-------- Text
Harber also highlights repressive violence, the denial of fundamental human rights, such as freedom of religion, freedom of speech and freedom of movement. He provides many examples from around the world, but many from close to home. Alienating working conditions, social ostracism and living in fear are other expressions of violence. Examples such as homophobic bullying and racist abuse have resonance in the British context. My own research analysing Year 10 students' experiences across one English city reveals everyday violations of rights. In one school, the toilets were kept locked throughout much of the day, causing students discomfort and humiliation.
Whether the examples are extreme or everyday occurrences, they reflect a lack of respect for children's human rights. Harber suggests that the irrelevant, alienating and sometimes threatening nature of schooling contributes to low enrolment and high drop-out rates in many developing countries. He argues that attempts to realise universal primary education are futile unless parallel efforts are made to address the quality and values of schooling.
----------------
= Work to be completed =
In the text on violence in schooling, what did one school keep locked throughout much of the day?
-------- Dataset content
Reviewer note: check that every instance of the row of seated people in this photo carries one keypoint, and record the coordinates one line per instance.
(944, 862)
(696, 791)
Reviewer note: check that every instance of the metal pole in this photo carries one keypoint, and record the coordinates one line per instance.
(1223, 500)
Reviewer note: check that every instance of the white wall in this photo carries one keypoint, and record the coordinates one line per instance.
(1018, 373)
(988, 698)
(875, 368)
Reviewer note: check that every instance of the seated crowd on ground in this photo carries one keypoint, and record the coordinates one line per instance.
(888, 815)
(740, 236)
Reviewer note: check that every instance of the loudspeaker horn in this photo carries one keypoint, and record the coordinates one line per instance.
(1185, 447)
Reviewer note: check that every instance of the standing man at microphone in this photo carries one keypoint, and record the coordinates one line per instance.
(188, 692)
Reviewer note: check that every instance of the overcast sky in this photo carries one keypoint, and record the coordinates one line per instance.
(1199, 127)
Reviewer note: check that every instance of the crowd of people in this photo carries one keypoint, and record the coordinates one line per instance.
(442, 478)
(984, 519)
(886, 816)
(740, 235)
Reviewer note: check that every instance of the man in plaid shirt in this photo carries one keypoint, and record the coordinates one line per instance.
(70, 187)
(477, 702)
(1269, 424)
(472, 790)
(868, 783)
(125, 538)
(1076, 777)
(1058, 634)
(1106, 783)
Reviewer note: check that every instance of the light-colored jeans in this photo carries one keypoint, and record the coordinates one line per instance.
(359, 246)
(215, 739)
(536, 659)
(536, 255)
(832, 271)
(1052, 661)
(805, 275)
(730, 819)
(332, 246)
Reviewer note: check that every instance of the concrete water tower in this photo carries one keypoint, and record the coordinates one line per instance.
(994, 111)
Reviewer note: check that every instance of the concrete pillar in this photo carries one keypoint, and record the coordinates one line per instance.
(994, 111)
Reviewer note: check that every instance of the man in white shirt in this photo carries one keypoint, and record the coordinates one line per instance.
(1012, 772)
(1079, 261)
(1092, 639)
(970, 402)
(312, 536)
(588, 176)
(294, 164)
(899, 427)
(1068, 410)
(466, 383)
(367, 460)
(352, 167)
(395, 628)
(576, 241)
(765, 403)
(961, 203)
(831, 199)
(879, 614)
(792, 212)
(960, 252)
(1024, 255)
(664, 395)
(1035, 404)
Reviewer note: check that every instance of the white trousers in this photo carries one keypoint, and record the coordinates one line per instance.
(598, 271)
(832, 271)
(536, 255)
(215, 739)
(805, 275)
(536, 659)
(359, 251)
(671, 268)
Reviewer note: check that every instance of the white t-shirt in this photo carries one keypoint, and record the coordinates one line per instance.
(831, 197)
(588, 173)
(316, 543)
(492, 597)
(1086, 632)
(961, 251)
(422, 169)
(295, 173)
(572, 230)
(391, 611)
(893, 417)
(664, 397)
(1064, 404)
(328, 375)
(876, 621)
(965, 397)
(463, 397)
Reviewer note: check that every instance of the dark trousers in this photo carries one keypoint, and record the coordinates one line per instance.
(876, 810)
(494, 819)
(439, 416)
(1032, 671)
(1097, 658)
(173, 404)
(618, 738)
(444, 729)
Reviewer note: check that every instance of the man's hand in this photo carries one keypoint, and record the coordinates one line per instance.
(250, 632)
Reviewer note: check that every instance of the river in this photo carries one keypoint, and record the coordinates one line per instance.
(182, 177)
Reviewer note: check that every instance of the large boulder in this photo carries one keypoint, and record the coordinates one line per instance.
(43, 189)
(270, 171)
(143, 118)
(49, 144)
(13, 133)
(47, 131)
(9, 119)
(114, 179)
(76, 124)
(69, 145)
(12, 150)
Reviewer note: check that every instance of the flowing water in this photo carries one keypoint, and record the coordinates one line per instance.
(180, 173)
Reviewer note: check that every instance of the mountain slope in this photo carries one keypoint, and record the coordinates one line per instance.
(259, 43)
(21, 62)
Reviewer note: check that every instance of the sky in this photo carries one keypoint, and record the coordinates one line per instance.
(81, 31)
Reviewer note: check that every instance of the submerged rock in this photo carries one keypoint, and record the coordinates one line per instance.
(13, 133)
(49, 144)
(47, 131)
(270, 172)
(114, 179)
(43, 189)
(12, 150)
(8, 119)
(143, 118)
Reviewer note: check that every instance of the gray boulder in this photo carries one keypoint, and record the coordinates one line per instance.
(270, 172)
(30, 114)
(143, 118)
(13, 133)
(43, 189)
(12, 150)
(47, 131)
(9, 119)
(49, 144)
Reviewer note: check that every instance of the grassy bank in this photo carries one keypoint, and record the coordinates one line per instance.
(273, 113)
----------------
= Finished exercise =
The toilets.